(DATA FOR PROCESSING begins)

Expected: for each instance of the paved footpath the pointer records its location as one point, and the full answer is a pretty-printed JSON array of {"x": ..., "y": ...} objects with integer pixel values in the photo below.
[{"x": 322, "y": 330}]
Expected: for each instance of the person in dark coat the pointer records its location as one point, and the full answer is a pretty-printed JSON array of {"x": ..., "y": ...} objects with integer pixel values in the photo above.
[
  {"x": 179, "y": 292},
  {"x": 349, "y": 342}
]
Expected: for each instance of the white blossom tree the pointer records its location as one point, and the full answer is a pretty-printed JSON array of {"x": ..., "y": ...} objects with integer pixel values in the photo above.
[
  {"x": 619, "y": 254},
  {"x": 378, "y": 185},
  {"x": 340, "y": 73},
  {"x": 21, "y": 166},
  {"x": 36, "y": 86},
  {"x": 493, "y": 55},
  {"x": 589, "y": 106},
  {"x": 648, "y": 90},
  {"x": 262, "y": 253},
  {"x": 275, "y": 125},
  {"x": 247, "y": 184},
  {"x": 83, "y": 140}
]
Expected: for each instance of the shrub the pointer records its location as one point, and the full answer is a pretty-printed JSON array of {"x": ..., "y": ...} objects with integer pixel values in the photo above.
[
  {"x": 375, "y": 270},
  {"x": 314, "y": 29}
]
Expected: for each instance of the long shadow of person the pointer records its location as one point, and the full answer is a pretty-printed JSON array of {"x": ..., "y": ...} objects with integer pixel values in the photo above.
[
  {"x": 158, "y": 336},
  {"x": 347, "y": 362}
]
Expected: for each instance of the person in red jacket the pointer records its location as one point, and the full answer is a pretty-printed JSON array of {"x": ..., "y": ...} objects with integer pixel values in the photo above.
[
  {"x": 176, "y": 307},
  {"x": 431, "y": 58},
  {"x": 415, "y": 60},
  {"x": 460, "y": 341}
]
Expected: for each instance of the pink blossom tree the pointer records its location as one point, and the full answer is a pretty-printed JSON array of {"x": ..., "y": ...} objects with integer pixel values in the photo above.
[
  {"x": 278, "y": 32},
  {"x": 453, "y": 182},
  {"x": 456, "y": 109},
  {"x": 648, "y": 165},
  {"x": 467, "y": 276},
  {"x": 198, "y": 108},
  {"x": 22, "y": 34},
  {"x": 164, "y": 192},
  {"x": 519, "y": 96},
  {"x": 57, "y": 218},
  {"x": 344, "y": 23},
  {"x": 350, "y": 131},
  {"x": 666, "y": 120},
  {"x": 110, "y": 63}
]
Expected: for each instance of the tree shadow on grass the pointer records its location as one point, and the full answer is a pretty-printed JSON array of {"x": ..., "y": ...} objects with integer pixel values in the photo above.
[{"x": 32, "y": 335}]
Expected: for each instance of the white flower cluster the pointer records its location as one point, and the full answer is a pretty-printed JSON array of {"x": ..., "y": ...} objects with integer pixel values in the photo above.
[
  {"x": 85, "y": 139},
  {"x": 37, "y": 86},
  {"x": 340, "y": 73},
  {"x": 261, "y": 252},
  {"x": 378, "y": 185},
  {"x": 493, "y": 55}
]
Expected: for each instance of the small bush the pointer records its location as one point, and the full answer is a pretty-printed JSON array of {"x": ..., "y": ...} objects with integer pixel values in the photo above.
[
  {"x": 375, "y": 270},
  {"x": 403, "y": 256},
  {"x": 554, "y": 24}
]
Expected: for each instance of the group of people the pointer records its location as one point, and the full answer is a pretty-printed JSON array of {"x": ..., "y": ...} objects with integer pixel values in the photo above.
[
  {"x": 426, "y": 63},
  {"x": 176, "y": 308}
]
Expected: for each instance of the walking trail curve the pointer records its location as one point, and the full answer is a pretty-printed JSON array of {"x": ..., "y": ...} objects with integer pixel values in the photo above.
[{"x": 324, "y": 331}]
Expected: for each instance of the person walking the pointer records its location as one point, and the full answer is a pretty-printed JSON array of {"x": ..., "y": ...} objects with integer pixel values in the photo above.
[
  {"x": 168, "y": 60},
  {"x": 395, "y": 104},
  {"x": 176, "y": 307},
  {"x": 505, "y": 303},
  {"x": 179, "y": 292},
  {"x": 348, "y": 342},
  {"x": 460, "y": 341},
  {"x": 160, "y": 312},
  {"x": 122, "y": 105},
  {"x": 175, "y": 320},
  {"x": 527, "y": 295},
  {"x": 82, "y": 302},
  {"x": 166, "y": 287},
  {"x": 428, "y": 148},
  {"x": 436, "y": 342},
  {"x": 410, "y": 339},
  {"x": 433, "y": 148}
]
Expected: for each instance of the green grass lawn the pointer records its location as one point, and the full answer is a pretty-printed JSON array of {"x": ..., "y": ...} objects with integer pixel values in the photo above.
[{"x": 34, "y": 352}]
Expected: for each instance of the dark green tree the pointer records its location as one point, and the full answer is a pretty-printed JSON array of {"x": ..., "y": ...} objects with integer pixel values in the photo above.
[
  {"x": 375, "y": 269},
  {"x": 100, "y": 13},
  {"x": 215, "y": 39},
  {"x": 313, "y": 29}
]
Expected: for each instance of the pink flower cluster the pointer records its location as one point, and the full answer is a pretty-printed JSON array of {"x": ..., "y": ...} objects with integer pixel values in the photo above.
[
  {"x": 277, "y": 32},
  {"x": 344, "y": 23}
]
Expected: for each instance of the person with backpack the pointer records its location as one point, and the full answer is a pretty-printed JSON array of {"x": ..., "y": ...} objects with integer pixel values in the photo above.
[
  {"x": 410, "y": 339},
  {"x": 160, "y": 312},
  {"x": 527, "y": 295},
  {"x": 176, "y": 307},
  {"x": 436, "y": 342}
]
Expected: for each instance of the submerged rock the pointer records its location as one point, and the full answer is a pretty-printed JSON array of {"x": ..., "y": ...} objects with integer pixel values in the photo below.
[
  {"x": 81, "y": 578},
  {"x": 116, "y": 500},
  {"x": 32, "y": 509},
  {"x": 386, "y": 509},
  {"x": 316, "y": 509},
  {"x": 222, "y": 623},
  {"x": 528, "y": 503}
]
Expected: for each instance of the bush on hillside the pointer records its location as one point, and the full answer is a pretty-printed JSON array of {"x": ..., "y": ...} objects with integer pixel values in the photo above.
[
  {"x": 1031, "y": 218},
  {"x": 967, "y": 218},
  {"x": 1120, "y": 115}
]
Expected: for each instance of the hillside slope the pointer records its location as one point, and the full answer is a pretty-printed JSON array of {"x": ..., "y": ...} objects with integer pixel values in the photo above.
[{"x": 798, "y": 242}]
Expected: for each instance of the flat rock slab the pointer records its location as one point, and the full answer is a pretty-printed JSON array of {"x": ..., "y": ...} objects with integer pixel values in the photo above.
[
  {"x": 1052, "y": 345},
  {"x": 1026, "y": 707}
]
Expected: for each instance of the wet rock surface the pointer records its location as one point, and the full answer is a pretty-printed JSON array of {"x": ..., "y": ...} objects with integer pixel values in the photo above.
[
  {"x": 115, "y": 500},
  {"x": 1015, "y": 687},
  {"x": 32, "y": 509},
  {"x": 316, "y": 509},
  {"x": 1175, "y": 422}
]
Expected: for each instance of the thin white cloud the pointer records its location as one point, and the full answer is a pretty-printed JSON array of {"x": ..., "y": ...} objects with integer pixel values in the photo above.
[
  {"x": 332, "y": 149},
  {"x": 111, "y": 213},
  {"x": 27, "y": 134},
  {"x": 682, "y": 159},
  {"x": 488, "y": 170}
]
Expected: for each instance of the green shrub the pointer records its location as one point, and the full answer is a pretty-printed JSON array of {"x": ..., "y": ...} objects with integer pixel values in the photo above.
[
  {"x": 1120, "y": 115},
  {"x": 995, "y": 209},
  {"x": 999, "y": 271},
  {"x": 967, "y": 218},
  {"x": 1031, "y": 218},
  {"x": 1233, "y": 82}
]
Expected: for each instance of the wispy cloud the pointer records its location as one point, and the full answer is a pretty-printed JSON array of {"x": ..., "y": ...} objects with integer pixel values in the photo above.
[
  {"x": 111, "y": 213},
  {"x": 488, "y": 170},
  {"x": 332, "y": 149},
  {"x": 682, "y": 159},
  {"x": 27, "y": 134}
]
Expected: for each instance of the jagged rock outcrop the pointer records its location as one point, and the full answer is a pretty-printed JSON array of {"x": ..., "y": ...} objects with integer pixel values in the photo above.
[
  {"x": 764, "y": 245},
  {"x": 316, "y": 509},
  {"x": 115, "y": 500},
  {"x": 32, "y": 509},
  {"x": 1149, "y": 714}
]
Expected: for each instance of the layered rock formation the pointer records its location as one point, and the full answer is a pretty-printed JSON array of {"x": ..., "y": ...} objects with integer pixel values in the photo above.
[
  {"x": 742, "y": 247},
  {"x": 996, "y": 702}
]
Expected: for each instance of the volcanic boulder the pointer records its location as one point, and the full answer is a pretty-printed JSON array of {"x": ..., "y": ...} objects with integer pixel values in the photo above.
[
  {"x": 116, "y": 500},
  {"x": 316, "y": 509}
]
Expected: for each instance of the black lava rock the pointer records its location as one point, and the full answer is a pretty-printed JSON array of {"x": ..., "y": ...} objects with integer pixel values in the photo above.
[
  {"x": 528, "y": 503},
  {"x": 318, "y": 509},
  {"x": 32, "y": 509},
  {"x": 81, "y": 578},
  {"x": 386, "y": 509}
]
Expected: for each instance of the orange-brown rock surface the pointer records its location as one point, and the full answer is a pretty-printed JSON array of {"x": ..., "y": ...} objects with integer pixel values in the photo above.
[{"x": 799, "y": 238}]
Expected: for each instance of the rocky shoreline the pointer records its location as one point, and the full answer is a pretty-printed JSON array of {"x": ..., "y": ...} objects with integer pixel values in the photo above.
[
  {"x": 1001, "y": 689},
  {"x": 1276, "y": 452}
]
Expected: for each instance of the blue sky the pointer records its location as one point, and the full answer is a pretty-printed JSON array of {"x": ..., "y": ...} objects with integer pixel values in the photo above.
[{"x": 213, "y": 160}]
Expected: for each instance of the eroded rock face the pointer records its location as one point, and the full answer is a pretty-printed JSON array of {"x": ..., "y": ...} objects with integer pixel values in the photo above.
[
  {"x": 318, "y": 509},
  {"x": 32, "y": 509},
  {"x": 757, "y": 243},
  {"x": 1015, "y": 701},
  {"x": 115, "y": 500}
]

(DATA FOR PROCESSING ends)

Exactly the lines from the one containing "Expected: for each instance of the blue" through the end of the records should be reproduced, and no others.

Expected: for each instance of the blue sky the pointer records its location as one point, and the full answer is a pretty-printed JSON array of {"x": ..., "y": ...} objects with integer pixel values in the photo above.
[{"x": 213, "y": 160}]
Expected: for each instance of the eroded rock face the pointer records its location as one point, and the full answer is a pretty-printed JSON array of {"x": ..., "y": ...} objects with integer pixel values in the photo above.
[
  {"x": 318, "y": 509},
  {"x": 32, "y": 509},
  {"x": 757, "y": 243},
  {"x": 1015, "y": 701},
  {"x": 115, "y": 500}
]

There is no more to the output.